### REQUIRED TASK
Select each line in the items below that contains the word "Query". Copy every such line as it appears.

[START AVAILABLE DATA]

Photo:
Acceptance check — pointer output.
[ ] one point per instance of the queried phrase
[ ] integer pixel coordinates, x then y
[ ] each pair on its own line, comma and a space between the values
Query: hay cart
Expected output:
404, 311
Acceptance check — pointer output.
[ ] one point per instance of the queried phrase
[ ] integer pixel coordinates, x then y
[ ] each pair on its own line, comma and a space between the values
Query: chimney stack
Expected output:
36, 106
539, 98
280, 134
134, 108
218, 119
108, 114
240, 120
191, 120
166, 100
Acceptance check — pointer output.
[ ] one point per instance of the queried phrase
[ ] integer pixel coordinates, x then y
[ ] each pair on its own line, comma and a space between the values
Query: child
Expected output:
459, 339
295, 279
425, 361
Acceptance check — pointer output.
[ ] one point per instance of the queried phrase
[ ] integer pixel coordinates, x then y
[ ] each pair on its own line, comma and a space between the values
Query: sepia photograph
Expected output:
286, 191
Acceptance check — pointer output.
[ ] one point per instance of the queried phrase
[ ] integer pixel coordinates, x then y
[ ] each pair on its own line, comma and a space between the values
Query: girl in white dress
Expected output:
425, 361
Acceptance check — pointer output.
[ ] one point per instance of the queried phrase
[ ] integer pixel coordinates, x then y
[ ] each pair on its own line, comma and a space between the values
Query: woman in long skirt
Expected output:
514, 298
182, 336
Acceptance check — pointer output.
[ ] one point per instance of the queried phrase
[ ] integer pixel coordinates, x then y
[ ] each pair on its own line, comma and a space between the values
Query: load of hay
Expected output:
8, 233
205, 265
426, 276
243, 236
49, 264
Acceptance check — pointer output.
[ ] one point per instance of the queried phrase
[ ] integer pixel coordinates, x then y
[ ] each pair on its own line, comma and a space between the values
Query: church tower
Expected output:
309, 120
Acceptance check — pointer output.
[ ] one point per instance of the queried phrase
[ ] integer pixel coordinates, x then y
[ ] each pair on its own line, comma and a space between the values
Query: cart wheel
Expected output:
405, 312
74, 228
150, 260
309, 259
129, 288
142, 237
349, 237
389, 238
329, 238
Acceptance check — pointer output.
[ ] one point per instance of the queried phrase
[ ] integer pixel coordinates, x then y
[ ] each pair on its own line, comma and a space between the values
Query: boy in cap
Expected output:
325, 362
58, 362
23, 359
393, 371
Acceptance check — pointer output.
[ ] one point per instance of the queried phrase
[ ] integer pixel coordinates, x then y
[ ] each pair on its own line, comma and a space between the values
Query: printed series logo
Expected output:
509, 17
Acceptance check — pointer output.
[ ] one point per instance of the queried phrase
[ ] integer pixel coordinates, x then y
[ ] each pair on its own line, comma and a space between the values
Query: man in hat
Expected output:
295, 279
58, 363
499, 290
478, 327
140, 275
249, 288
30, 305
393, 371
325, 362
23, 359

[END AVAILABLE DATA]

### WRITTEN SOLUTION
Query: hay cart
Query: chimney stack
Query: child
Query: sepia photograph
Query: girl in white dress
Query: woman in long skirt
Query: load of hay
Query: church tower
Query: cart wheel
Query: boy in cap
Query: printed series logo
Query: man in hat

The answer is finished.